To do
(a) Print the portion of the following article on COVID-19 cases in the Appoquinimink School District between "Of the students, 23" and "to a minimum.", inclusive.
(b) Name every person identified by name in the following article on COVID-19 cases in the Appoquinimink School District.
(c) According to the following article on COVID-19 cases in the Appoquinimink School District, which two towns were considered "areas of concern" for increased positive cases?

Extract to read
════

Appoquinimink School District has had 30 positive COVID-19 cases among students and nine among staff since hybrid learning began Oct. 19, Superintendent Matt Burrows said during the Board of Education meeting Nov. 10.

Of the students, 23 are hybrid learners and seven are fully virtual. Eighteen students and five staff members have been cleared of COVID. Due to privacy concerns, he did not say how the students or staff were infected and what role the staff had in the district.

“I am not going to sit up here and say that those numbers are low. If you take the percentage of them, they are low, one is one too many,” he said during the meeting.

Since hybrid learning began, the schools have had 8,000 students and 12,000 staff members back, who are all required to wear masks. Desks are socially distanced and shared supplies are kept to a minimum.

Burrows said he has been asked how many cases would cause the school to close. He said the district stays in contact with the Department of Health and Social Services on a regular basis to take advice on “what the path forward is.” The department keeps track of positive cases within schools and the community and would give them a recommendation based on its data.

Protesters organized by Stand Up Delaware urge the Appoquinimink School District to make in-person learning an option in September.

During the weekly COVID press briefing, Middletown and Townsend were two towns considered “areas of concern” for increased positive cases.

Based on data collected from the state, it’s likely most or all cases were not spread in schools.

Karyl Rattay, Division of Public Health director, said during the governor’s weekly COVID-19 briefing Nov. 10 the spread is not primarily happening inside schools. Most cases are coming from eating indoors together or informal social gatherings, such as sleepovers or parties where social distancing and mask wearing were not followed.

Gov. John Carney was asked if he would consider closing schools again, but he said the plan is to get more kids in school, not less, but he said he would consider more restrictions to limit the spread of COVID in the state.

CONTACT TRACING:Appo schools using QR codes to track staff for COVID contact tracing

Appoquinimink schools are expected to remain in the hybrid model until 2021, unless the state recommends otherwise.

The district has continued to receive complaints from parents about not returning to school full time, but Burrows emphasized that they have to follow the guidance given to them by the state, which only allows them to open for hybrid learning because of social distancing requirements.

HYBRID LEARNING:‘It’s like the first day of school all over again’: Appo students, teachers return to buildings

“You may see, there are a few districts in the state that have been able to bring in certain groups four days a week, but you have to remember we are a growing district … We do not have the same space that other districts may have,” the superintendent said. “As soon as the guidance allows us to, we will look to move to a five-day-a-week model.”

════

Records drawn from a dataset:
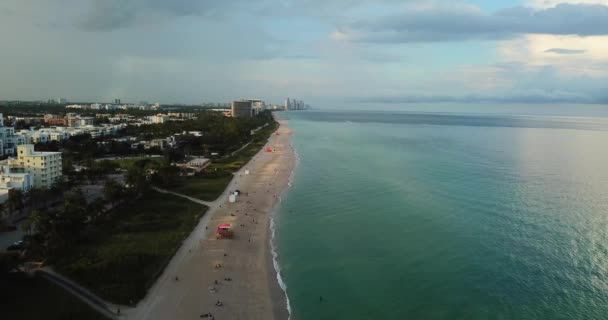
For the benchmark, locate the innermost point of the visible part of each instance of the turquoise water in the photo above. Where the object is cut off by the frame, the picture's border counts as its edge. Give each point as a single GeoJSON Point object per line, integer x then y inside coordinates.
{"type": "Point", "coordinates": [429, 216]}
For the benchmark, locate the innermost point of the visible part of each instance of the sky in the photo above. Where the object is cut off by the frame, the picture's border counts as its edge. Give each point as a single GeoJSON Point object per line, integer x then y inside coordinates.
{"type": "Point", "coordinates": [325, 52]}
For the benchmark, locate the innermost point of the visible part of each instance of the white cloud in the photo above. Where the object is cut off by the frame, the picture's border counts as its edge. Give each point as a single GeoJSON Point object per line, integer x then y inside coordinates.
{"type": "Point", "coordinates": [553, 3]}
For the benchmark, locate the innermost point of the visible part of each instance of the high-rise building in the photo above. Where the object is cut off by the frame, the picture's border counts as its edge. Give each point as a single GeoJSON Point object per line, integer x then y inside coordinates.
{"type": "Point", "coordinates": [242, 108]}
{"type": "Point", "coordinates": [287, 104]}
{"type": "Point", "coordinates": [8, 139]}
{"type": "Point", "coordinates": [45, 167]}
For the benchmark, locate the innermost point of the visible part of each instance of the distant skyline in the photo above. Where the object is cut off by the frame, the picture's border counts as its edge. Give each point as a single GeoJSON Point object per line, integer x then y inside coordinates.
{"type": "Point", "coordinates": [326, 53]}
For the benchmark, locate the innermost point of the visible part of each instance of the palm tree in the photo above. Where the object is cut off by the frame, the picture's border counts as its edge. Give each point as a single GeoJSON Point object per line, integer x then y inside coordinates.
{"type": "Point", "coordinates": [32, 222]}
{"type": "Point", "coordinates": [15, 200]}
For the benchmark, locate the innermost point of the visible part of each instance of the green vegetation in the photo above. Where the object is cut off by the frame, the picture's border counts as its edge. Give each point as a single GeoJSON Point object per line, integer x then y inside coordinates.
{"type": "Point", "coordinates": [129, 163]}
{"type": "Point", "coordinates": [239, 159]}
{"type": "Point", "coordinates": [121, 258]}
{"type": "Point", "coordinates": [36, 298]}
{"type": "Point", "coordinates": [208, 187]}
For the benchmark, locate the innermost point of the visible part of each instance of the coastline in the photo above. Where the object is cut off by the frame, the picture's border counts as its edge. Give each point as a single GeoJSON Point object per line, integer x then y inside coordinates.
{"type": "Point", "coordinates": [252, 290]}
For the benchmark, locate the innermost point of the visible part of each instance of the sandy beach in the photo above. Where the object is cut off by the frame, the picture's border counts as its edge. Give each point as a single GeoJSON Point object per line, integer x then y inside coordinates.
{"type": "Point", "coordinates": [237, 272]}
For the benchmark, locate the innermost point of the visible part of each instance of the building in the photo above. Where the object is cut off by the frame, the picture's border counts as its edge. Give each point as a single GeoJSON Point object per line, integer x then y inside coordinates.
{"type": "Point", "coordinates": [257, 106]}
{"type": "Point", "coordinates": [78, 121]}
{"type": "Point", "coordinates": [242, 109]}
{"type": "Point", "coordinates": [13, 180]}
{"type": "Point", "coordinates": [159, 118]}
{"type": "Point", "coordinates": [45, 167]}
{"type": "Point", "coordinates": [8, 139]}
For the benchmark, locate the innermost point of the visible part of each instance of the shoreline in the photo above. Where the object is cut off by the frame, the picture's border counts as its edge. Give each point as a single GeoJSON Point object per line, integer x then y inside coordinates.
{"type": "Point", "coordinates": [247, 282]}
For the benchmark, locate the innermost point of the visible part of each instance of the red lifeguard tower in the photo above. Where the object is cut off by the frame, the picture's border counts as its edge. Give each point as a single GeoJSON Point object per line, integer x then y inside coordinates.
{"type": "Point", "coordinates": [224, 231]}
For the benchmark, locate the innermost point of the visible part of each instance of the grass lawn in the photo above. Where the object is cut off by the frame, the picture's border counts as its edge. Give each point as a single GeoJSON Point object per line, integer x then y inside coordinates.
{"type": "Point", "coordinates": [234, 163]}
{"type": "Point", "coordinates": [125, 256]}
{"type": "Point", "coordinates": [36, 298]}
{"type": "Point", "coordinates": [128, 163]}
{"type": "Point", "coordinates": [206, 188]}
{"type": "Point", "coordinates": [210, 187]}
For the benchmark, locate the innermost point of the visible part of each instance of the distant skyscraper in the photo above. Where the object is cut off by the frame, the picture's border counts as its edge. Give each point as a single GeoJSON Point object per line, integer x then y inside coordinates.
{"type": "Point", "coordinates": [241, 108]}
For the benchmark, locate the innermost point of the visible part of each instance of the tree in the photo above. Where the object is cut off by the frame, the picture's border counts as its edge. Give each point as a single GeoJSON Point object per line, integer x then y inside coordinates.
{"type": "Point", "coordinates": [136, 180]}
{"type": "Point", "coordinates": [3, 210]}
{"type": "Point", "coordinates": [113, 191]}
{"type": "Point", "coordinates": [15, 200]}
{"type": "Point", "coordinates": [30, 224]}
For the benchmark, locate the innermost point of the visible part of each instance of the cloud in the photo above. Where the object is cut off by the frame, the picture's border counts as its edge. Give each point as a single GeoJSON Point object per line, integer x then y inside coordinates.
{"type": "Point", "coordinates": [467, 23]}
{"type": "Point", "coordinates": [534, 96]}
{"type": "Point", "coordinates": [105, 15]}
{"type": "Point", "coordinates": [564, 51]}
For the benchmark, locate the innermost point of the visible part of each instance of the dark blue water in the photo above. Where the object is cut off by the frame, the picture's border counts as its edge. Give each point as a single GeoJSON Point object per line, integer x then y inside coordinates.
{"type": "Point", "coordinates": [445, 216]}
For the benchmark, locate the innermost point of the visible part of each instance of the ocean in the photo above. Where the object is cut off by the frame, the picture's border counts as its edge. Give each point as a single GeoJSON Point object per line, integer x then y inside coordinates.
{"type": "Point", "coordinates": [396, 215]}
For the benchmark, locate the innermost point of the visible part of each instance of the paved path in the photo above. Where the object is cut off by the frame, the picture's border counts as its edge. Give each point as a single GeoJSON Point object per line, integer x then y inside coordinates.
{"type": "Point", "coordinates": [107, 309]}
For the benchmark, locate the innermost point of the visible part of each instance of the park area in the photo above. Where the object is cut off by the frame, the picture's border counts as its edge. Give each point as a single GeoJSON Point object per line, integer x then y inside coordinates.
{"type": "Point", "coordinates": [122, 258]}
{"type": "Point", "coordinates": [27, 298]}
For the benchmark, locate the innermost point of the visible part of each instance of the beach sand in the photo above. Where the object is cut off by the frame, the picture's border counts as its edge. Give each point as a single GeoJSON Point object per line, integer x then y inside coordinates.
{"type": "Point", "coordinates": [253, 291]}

════

Per-task answers
(a)
Of the students, 23 are hybrid learners and seven are fully virtual. Eighteen students and five staff members have been cleared of COVID. Due to privacy concerns, he did not say how the students or staff were infected and what role the staff had in the district.

“I am not going to sit up here and say that those numbers are low. If you take the percentage of them, they are low, one is one too many,” he said during the meeting.

Since hybrid learning began, the schools have had 8,000 students and 12,000 staff members back, who are all required to wear masks. Desks are socially distanced and shared supplies are kept to a minimum.

(b)
Matt Burrows
Karyl Rattay
John Carney

(c) Middletown and Townsend.